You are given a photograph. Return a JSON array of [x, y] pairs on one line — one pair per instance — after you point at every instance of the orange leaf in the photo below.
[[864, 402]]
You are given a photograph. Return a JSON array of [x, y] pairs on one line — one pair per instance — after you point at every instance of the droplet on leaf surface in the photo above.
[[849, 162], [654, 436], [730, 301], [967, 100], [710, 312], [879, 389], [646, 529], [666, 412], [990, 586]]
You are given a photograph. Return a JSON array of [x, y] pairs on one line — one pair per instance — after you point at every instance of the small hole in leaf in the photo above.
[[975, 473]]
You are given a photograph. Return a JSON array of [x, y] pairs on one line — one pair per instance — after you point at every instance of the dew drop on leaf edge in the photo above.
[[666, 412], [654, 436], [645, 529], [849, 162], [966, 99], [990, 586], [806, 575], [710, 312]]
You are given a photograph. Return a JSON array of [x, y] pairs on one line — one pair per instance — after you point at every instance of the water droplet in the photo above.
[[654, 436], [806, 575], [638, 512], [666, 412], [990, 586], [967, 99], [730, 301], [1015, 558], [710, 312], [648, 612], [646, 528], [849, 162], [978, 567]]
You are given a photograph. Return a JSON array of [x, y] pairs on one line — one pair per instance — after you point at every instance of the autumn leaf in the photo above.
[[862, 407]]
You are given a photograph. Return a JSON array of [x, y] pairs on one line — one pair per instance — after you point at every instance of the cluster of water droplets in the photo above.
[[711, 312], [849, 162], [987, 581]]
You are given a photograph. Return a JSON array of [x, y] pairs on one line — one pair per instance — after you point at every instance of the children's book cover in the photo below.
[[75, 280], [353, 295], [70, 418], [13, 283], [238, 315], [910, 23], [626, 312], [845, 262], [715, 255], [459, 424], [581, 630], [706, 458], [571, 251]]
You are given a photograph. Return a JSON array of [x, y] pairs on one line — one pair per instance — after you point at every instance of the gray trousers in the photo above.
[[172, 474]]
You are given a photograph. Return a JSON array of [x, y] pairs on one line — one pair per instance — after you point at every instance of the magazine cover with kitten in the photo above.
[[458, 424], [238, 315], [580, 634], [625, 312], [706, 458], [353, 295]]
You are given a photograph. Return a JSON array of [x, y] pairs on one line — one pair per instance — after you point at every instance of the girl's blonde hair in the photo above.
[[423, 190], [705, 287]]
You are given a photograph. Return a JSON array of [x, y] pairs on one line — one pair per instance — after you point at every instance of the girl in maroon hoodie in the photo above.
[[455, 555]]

^^^^^^^^^^^^^^^^

Rewrite every line of the listing above, changing each "JSON array" to "JSON list" and leaving everything else the same.

You are given a photograph. Return a JSON list of [x, y] pairs on one line — one pair per instance — after you point at every instance of the orange leaf in the photo below.
[[864, 402]]
You are given a photograph. Return a JSON list of [x, y] pairs on one line — one pair per instance — after you point at every instance of the droplet on leaf surface in the photo above.
[[849, 162], [654, 436], [730, 301], [967, 100], [710, 312], [879, 389], [646, 529], [666, 412], [990, 586]]
You are given a photograph. Return a JSON list of [x, y] pairs on one line — one pair per instance — after you point at every instance of the small hole in leaf in the photo above.
[[975, 473]]
You are given a photograph. Return a JSON list of [x, y] pairs on one line — one pair per instance — after you point at every instance of the dew drop on leaf edge in the photo above.
[[666, 412], [654, 436], [645, 529], [849, 162], [966, 99], [990, 586], [806, 575], [710, 312]]
You are given a photograph. Return a JSON list of [x, y] pairs on one line — one pair per instance — after you point at every instance of the water droplet in the photo above.
[[654, 436], [806, 575], [638, 512], [666, 412], [990, 586], [967, 99], [730, 301], [1015, 558], [710, 312], [648, 612], [646, 528], [849, 162], [978, 567]]
You are given a photograph. Return a JSON list of [x, y] pairs on one line — one pair per instance — after you point at every instance of the autumn leaf in the photo above.
[[862, 407]]
You are given a photograph. Return a JSON list of [x, y] pairs on one line — one pair per instance — after you point at every instance of the cluster of water droplets in the photo above.
[[711, 312], [849, 162], [987, 581]]
You are given a photograph. Return a JSON list of [x, y] pairs on one line — one pair per instance — after you point at every instance of the children's book cover in the photo below.
[[75, 280], [353, 295], [70, 418], [13, 283], [238, 315], [910, 23], [626, 312], [845, 262], [715, 255], [459, 424], [581, 630], [706, 458], [571, 251]]
You are given a photograph. Return a JSON list of [x, y] pairs on one line — one pair per instance — after you point at every instance of the gray trousers in the photo above.
[[172, 474]]
You are given a photograph. Return a JSON list of [x, y] pairs on one line — one pair per instance — after you point at every instance of the magazine cover with kitten in the photo above.
[[458, 424], [238, 315], [580, 634], [625, 312], [706, 458], [353, 295]]
You are given a photograph. Return a JSON list of [x, y] pairs on one line — one pair per instance — after you point at every instance of the girl's blonde hair in the photo above.
[[423, 190], [705, 287]]
You are given a photograph. Return a JSON list of [x, y] pairs on one line — one pair per instance — after you point at every instance of the girl in maroon hoodie in the photo above.
[[455, 555]]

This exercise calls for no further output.